A block of data:
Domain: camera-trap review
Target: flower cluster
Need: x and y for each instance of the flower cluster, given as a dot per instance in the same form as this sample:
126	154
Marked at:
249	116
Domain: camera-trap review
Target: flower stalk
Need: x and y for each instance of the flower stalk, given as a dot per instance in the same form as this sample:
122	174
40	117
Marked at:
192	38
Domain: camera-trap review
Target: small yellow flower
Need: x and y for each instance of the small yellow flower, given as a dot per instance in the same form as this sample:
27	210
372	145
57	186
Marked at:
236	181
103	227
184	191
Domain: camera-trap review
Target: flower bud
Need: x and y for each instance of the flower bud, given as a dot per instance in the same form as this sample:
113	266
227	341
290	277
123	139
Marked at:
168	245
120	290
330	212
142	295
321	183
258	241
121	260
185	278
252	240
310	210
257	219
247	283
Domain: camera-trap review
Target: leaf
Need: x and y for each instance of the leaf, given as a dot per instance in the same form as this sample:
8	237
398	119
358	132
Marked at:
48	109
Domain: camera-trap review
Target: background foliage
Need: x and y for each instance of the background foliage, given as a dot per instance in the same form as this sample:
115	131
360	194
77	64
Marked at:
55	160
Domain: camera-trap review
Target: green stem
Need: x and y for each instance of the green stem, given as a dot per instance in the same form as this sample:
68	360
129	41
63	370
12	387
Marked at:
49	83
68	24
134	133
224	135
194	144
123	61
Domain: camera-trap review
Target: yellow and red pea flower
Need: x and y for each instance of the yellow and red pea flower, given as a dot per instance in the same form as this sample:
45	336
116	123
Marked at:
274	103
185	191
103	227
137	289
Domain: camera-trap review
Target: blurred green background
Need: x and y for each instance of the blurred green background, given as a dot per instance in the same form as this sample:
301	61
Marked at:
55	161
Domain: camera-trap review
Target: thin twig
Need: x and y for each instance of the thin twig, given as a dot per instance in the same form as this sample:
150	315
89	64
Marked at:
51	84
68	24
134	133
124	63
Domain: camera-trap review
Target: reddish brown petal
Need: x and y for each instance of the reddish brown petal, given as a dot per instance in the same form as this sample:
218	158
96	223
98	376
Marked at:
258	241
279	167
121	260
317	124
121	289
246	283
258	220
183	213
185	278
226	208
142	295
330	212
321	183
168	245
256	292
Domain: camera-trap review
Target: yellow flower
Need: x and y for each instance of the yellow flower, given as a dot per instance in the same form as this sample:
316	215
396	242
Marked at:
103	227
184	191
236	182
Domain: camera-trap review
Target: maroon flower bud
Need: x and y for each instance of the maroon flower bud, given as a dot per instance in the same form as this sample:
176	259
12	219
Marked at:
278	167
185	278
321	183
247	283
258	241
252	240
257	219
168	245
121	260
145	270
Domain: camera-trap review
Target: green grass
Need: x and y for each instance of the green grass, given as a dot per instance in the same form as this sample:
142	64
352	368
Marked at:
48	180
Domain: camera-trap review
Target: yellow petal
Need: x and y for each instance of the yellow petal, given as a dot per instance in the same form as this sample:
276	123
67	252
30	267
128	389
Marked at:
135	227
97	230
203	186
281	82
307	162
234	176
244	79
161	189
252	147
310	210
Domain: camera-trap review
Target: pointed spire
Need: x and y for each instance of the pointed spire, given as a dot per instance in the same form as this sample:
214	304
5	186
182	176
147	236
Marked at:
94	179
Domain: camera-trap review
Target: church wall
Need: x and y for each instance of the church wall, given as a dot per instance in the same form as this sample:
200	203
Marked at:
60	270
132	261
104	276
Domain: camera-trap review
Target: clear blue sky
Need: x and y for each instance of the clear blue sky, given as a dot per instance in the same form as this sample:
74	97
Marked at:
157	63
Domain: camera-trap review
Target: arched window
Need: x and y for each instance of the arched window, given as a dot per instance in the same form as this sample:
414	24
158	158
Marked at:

--- OBJECTIVE ---
Your task is to repeat every line exactly.

--- EXERCISE SOLUTION ---
Domain: camera-trap review
Target: flower cluster
Need: x and y for each instance of the flower cluster, given as a dot per instance in the same form as this sample:
126	154
Marked at:
249	116
Domain: camera-trap review
Target: flower stalk
Need: x and y for each instance of the flower stalk, given as a dot per instance in the same form as this sample:
122	174
40	117
Marked at:
192	38
Domain: camera-trap review
Target: small yellow flower
Need: x and y for each instance of the small yellow flower, given as a dot per instance in the same form as this sample:
27	210
372	145
57	186
Marked at:
236	181
103	227
184	191
Domain: camera-trap review
Target: flower bud
Need: x and y for each instance of the flower bud, given as a dot per instance in the same form as this sample:
113	266
227	341
290	277
123	139
Marked at:
168	245
120	290
330	212
142	295
321	183
258	241
121	260
185	278
252	240
310	210
257	219
247	283
Domain: camera-trap review
Target: leaf
Need: x and y for each instance of the leaf, given as a dot per instance in the same form as this sample:
8	237
398	119
358	132
Marked at:
48	109
Domain: camera-trap review
Target: background foliage
Need: x and y for each instance of the background foliage, given as a dot per instance in the same form as this sample:
115	131
360	194
77	64
Marked at:
55	160
Domain: camera-trap review
Target: green stem
Need: x and y for each instance of the green stem, given as a dot per instance in the same form as this sample:
68	360
129	41
63	370
12	387
Marked at:
49	83
68	24
134	133
224	135
194	144
123	61
Domain: camera-trap review
Target: yellow and red pea flower
Need: x and y for each instance of the yellow and red pea flower, given as a dot per instance in the same form as this sample:
45	336
116	123
Marked at:
274	103
185	191
103	227
137	289
Domain: camera-trap review
Target: blurred green background
Need: x and y for each instance of the blurred green background, given as a dot per instance in the same form as this sample:
301	61
Marked at:
55	161
Domain: camera-trap review
Target: thin twig
Need: x and y for each instance of the thin twig, given as a dot per instance in the same form as this sample:
150	315
89	64
Marked at:
51	84
68	24
134	133
124	63
Domain: camera-trap review
Target: reddish brown petal
Need: x and y for each instance of the reddish brown petal, given as a dot per instance in the same form as this sample:
218	158
96	223
98	376
Marked at:
258	241
279	167
121	260
317	124
121	289
246	283
258	220
183	213
185	278
226	208
142	295
330	212
321	183
168	245
256	292
Domain: camera-trap review
Target: yellow flower
Need: x and y for each instance of the yellow flower, given as a dot per instance in the same form as this sample:
316	215
396	242
Marked at:
103	227
184	191
236	182
Domain: camera-trap review
Target: maroon flower bud
Need: x and y for each instance of the maroon flower bud, given as a dot per instance in the same form as this sample:
176	259
12	219
Marked at:
278	167
185	278
321	183
247	283
258	241
252	240
257	219
168	245
121	260
145	270
Domain: camera-trap review
Target: green grass
Need: x and y for each instance of the green grass, given as a dot per instance in the same form as this sample:
142	64
352	368
Marked at:
48	180
Domain: camera-trap review
Target: yellow petal
Need: x and y for each instance of the yellow petal, given as a dot per instance in the same form as this sample:
276	123
67	252
30	267
128	389
Marked at:
135	227
97	230
203	186
281	82
307	162
234	176
244	79
161	189
252	147
310	210
Domain: camera-trap review
Target: pointed spire
Need: x and y for each instance of the pointed spire, given as a dot per instance in the same form as this sample:
214	304
5	186
182	176
147	236
Marked at:
94	179
Domain: camera-trap review
Target: church wall
Need: x and y for each instance of the church wall, given as a dot per instance in the same form as this sample:
200	203
Marked at:
60	270
132	261
104	276
Domain: camera-trap review
Target: clear blue sky
Need: x and y for each instance of the clear blue sky, given as a dot per instance in the same form as this sample:
74	97
Marked at:
157	63
Domain: camera-trap review
Target: arched window
Need: x and y for each instance of the arched window, given as a dot per instance in the same form as this sample:
414	24
158	158
Marked at:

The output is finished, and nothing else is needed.